**To do**
**a)** Edit the breakdown cover thread from "No affiliated to" through "breakdown cover already.", and replace "broker" with "agent".
**b)** Pick up the breakdown cover thread after its last sentence and write what comes next.

# Vehicle Breakdown cover



## Karl Grabe (11 Oct 2006)

Vehical Breakdown cover (Abroad) - any info on best buys?


----------



## Miles (11 Oct 2006)

Hibernian offer Breakdown Assist as part of there standard comprehensive insurance cover. 

If you have done the ignition course I am finding Hibernian hard to beat as regards quotes. 

No affiliated to Hibernain by the way...


----------



## comanche (11 Oct 2006)

if you get insurance thru the AA (broker) you can get breakdown assist at a reduced price. Make sure that your insurance doesn't include breakdown cover already.


----------



## Humpback (11 Oct 2006)

FBD offer it as part of their policy as well.


----------



## Karl Grabe (11 Oct 2006)

I should have been a bit clearer - breakdown cover abroad.
There's the AA 5 star which seems expensive and europassist don't seem to deal ouside the "UK area". An email from Europassist mentioned two companies: 
Prestige             0494371505, Jardines            01  1026000 

Just wondering if anyone has had experience with these or others.


----------



## comanche (11 Oct 2006)

some domestic policies will cover you for a certain abroad with having to take extra protection...


----------



## vipera1 (30 Nov 2006)

Hi Karl,

I was insured twice with AA 5 star abroad. And I broke down both times !!. The AA were simply a nightmare to deal with *both* times. 
Look at alternatives if possible.

I am an ordinary punter, with *no *connection with any motoring, insurance or press company.


----------



## Jonathan H (4 Dec 2006)

some travel insurance companies include european motor assist.


----------



## huskerdu (5 Dec 2006)

I found RAC cheaper than the AA for vehicle breakdown abroad for my car.  
It can depend on the age of your car, however. Both have higher rates for
older cars, but the cut off point is different. I have an 7 year car, and 
the RAC only load the price for 8 year old cars.

**Given information**
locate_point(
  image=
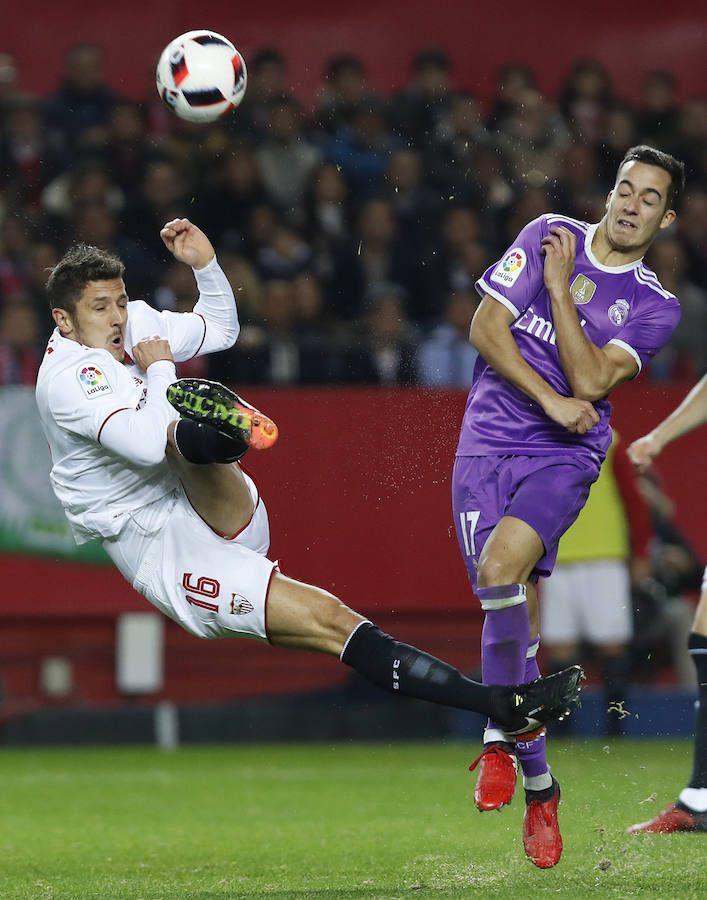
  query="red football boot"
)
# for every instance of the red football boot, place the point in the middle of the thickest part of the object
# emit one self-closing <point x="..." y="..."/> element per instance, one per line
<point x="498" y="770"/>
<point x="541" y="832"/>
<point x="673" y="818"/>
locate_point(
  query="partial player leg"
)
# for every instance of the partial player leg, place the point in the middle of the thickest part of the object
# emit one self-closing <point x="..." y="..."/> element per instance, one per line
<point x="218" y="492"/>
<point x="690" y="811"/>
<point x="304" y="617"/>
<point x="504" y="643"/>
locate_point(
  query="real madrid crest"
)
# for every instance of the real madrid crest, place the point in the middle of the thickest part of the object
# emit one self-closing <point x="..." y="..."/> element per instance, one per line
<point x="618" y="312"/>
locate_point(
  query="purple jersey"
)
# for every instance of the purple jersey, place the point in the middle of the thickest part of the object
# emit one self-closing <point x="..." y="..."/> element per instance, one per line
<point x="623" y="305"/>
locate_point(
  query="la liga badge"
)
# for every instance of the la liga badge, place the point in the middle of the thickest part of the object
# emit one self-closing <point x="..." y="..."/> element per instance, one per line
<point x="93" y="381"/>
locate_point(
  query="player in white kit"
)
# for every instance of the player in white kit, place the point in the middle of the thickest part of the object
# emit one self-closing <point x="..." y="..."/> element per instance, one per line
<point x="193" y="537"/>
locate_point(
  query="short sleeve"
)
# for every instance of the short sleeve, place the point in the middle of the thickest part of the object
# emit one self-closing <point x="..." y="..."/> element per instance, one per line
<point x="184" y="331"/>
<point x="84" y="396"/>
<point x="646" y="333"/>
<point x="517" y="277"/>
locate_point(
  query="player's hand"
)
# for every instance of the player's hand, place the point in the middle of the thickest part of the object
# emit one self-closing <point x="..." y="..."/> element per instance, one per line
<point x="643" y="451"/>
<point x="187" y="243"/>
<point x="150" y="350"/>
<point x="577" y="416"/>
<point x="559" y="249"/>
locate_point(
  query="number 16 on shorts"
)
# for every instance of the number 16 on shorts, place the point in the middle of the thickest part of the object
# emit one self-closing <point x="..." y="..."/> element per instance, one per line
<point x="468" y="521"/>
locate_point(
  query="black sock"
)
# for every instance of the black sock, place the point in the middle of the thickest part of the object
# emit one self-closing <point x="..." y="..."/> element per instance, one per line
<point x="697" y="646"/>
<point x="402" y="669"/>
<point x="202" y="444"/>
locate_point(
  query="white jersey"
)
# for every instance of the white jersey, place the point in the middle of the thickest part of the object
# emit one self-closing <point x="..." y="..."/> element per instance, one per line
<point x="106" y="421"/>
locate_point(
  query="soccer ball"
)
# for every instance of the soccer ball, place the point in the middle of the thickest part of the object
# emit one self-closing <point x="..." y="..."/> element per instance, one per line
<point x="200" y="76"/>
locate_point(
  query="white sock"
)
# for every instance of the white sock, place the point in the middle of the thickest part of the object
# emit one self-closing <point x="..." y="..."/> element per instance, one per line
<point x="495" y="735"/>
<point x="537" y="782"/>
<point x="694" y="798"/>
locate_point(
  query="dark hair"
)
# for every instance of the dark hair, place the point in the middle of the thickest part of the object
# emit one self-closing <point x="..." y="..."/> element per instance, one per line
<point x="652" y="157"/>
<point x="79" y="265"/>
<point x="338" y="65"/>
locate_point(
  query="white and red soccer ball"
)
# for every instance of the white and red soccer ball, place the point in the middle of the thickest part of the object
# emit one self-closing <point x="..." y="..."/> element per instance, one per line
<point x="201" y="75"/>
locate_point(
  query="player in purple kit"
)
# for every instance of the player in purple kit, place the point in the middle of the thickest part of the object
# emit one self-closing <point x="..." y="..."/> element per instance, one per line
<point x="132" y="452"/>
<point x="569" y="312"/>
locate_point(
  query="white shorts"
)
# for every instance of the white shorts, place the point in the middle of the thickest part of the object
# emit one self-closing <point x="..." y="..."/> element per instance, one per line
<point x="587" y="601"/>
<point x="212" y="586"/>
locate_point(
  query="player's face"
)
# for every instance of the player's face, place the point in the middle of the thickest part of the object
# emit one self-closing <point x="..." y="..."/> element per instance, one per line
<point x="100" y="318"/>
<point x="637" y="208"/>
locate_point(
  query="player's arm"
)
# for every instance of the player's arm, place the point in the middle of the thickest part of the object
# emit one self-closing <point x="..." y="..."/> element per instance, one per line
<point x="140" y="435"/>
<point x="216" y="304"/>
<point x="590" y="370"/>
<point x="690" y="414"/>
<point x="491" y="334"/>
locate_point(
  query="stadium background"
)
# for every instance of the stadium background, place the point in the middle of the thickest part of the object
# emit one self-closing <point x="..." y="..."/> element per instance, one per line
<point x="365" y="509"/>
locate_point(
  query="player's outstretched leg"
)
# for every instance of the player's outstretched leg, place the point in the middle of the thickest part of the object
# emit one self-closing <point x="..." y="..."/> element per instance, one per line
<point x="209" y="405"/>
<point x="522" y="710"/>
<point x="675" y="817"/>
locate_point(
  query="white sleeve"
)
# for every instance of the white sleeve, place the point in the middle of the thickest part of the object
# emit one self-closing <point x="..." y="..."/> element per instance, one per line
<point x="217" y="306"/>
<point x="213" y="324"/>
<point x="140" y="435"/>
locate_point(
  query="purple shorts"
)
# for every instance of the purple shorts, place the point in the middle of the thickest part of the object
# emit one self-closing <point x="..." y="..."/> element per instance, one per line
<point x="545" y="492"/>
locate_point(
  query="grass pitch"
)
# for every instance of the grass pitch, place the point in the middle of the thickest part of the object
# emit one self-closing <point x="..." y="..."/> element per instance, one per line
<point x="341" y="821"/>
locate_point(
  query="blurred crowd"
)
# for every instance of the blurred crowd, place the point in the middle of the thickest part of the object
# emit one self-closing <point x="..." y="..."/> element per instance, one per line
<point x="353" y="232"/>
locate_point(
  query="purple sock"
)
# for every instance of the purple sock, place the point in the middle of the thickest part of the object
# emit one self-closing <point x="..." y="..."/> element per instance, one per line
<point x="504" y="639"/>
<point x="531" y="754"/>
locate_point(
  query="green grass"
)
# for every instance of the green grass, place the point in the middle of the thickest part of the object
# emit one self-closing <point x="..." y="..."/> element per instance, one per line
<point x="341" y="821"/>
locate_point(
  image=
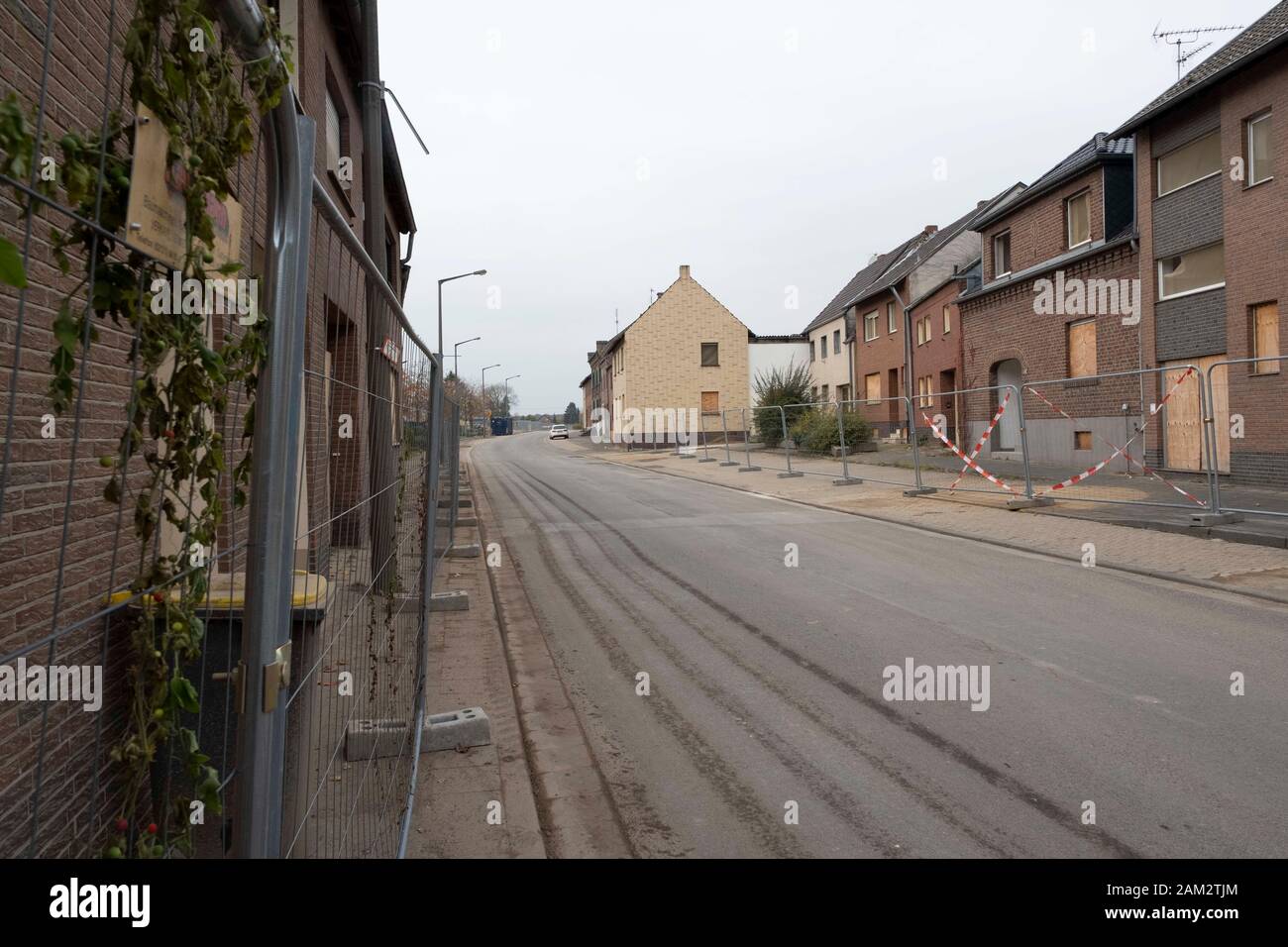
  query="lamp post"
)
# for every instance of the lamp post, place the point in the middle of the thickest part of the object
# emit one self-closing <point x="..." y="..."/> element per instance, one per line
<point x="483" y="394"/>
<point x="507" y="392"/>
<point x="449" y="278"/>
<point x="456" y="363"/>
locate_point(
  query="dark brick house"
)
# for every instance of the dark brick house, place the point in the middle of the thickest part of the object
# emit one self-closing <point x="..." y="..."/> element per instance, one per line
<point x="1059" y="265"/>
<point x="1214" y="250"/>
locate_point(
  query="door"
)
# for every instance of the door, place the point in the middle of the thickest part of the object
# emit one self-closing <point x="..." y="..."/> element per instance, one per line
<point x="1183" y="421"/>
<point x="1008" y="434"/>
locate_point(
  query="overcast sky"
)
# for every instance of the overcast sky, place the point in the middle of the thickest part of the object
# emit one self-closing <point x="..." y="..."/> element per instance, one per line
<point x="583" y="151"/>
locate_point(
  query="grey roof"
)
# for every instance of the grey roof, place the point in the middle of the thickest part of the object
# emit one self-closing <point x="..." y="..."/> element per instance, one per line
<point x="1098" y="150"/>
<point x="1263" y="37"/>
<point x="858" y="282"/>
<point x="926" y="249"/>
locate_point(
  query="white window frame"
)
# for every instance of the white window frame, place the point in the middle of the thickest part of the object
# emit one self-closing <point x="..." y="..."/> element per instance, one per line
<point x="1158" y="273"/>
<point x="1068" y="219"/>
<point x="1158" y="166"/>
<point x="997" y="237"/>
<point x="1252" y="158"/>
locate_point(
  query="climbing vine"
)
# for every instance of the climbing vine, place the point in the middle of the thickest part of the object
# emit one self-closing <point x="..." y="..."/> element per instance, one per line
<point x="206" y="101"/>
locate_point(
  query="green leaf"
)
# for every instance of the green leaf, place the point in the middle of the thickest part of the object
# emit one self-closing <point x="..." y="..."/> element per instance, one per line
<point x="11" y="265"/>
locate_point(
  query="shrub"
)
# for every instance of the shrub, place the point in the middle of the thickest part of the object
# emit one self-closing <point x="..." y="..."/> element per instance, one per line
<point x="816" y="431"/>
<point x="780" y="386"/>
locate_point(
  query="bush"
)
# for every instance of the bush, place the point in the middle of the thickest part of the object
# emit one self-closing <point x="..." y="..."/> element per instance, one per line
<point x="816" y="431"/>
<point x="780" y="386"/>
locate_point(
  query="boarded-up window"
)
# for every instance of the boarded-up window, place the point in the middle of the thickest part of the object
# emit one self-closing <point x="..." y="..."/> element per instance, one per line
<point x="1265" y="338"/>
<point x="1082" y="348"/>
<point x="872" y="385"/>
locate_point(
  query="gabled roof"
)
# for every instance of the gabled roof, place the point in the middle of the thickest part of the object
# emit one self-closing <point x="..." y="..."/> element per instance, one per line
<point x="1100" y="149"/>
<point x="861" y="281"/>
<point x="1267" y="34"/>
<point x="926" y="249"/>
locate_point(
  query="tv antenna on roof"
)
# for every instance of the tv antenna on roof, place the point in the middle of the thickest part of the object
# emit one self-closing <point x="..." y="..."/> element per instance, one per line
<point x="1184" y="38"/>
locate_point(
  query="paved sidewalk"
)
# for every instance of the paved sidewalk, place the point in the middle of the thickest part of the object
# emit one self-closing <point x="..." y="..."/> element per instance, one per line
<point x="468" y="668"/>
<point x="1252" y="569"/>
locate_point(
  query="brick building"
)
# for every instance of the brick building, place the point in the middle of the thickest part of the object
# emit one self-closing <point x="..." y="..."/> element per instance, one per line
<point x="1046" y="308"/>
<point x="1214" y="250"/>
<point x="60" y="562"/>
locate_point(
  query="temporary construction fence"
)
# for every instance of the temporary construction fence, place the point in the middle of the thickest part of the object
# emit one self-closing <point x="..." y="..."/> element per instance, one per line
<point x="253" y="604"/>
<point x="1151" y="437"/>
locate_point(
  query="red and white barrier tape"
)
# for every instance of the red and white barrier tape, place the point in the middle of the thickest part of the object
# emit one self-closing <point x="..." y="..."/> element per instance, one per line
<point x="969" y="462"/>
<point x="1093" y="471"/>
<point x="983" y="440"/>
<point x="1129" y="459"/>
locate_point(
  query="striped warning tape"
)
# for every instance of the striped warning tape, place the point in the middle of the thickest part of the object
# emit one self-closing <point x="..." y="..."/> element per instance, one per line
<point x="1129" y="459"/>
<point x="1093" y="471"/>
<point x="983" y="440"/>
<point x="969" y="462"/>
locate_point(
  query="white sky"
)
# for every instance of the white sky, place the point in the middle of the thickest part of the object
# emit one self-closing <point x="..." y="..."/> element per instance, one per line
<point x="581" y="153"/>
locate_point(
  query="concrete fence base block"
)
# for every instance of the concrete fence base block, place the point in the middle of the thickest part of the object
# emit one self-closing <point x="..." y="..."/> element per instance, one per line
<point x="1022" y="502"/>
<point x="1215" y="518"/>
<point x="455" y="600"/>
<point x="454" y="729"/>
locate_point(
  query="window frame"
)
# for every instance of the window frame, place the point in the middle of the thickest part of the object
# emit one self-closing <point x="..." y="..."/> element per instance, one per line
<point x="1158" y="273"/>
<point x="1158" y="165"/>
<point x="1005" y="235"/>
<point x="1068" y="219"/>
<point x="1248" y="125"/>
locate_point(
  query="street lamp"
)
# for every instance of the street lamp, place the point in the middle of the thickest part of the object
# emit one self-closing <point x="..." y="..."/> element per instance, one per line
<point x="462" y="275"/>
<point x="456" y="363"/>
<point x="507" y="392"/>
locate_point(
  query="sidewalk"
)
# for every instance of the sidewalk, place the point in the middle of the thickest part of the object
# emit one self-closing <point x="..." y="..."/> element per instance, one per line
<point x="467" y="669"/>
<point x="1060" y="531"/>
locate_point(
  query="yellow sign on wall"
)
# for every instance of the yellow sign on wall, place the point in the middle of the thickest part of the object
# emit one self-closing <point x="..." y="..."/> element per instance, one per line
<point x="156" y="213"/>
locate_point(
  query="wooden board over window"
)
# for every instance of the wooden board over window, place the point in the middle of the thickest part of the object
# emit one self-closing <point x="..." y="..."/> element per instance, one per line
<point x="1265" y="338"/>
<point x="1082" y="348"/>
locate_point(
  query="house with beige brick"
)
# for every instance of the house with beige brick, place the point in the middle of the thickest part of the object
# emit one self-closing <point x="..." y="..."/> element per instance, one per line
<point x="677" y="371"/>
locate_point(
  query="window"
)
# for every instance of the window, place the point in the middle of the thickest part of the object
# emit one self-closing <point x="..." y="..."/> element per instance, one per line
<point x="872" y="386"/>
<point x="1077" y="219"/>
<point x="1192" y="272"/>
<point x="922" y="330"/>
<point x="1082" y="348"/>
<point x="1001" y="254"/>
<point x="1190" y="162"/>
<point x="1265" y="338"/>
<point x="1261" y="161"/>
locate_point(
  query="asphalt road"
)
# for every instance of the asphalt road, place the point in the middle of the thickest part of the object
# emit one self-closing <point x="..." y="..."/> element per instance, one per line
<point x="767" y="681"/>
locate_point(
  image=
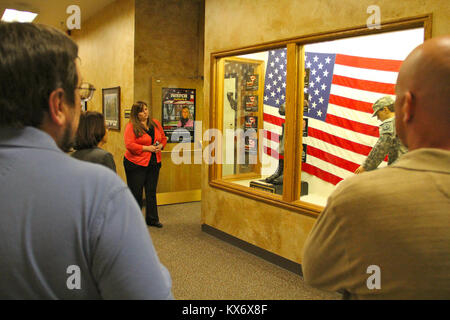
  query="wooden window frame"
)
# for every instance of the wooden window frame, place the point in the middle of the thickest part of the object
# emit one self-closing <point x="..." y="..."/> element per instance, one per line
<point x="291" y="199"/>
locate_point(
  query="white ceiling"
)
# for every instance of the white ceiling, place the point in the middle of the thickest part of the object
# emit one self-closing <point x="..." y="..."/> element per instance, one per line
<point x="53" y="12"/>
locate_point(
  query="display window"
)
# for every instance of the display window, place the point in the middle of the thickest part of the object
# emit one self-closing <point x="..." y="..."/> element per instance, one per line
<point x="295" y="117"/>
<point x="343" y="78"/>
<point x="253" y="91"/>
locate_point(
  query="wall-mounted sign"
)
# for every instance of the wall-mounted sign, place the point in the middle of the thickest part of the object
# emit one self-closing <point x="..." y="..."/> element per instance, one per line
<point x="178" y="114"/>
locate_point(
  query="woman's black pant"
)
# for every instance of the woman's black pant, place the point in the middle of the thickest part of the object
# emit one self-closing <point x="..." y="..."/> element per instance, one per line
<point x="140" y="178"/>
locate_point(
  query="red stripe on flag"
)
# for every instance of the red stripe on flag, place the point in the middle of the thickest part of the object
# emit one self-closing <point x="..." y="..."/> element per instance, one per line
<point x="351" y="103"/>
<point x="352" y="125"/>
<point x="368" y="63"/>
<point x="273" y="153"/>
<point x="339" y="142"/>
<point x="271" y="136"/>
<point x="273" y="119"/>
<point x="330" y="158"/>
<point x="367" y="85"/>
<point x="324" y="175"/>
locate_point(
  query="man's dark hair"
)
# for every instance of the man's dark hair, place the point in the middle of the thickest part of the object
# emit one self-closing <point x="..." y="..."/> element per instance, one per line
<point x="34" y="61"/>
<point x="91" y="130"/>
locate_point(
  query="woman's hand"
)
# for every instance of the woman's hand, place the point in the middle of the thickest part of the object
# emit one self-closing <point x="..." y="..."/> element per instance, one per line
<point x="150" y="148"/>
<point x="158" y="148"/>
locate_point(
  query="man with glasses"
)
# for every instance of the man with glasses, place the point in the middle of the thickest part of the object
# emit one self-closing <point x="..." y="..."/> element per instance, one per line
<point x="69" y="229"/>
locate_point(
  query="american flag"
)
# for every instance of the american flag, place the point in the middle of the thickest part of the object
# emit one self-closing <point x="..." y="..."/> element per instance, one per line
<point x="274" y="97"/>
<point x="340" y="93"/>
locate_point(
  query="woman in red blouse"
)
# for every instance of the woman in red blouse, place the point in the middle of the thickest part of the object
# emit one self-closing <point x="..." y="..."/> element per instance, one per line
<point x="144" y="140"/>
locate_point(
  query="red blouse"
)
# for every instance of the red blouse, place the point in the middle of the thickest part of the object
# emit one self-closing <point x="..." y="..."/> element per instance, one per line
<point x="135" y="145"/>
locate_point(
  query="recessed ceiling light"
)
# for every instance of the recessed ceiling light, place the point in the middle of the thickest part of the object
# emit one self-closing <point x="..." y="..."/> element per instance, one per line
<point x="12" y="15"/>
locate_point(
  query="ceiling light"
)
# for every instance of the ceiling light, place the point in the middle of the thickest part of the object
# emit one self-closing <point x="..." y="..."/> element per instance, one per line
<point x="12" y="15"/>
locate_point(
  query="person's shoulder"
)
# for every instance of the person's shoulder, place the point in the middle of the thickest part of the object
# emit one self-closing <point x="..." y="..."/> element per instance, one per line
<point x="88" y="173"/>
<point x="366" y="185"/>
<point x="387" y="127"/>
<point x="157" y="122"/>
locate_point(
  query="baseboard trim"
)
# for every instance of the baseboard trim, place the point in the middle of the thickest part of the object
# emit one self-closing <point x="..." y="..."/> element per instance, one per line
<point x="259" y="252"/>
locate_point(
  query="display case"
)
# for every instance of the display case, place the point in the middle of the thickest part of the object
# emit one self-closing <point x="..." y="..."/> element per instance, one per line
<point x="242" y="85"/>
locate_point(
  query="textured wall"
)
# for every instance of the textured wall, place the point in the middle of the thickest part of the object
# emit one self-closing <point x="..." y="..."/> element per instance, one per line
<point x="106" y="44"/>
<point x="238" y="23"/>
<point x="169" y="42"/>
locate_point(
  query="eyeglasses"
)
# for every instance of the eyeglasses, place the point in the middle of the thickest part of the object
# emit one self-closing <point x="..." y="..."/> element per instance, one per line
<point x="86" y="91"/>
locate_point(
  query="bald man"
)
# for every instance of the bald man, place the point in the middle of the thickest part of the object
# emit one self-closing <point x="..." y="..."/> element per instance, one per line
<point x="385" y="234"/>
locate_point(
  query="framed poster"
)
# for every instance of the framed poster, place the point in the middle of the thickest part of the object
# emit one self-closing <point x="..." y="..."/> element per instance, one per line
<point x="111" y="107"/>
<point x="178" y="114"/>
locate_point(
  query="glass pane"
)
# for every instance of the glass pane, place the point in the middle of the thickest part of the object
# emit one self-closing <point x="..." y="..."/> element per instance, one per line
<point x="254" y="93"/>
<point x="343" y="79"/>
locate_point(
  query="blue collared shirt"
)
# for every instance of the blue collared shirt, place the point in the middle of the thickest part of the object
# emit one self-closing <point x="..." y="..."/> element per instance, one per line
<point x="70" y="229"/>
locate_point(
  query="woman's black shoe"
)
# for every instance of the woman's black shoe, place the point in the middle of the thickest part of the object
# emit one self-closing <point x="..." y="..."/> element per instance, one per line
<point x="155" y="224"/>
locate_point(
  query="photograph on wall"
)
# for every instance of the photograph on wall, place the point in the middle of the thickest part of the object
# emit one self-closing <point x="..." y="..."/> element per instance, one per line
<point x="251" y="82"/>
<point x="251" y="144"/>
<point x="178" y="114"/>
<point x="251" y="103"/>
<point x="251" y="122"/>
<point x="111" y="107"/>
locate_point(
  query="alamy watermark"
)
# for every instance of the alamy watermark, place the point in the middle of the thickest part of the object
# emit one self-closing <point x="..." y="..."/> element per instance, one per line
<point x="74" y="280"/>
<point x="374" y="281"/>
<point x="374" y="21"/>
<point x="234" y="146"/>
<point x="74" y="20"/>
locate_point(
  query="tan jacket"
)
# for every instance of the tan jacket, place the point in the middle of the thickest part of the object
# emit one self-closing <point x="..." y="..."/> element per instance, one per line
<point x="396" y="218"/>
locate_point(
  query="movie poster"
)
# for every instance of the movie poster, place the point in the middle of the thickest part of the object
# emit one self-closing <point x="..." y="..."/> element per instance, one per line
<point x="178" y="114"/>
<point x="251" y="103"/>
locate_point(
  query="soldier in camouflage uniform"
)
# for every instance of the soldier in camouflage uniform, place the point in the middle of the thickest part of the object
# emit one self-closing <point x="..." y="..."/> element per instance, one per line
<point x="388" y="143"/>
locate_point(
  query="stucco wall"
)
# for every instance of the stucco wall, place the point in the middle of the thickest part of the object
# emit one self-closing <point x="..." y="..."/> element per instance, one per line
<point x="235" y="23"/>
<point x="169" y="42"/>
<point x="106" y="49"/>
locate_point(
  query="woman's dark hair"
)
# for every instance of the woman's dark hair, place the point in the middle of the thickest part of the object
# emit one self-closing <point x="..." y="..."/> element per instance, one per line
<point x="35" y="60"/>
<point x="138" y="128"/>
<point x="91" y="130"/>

**Outputs**
**a)**
No affiliated to Hibernain by the way...


----------



## comanche (11 Oct 2006)

if you get insurance thru the AA (agent) you can get breakdown assist at a reduced price. Make sure that your insurance doesn't include breakdown cover already.

**b)**
Can't comment on the service, as I didn't have to use it, thankfully.


----------



## Omega (9 Jan 2007)

Cornmarket offer an annual family policy - including European Motoring Cover (which is normally quite expensive in its own right) - for euro 73. This is by far he best value I've seen. I had cover with them for 2006, though I did not have a claim, so I don't know what they're like on that front.


----------



## CollyD (28 Mar 2007)

Would it not be cheaper to just rent a car over there for 30/40 Euro a day which would include break down cover?


----------



## bond-007 (28 Mar 2007)

vipera1 said:


> Hi Karl,
> 
> I was insured twice with AA 5 star abroad. And I broke down both times !!. The AA were simply a nightmare to deal with *both* times.
> Look at alternatives if possible.
> ...


Also the AA have a condition that if the cost of repairs/towing/returning the car home is more than the value of the car they simply won't do it. A real kick in the teeth for older car owners who must pay an increased premium to begin with.


----------



## bacchus (29 Mar 2007)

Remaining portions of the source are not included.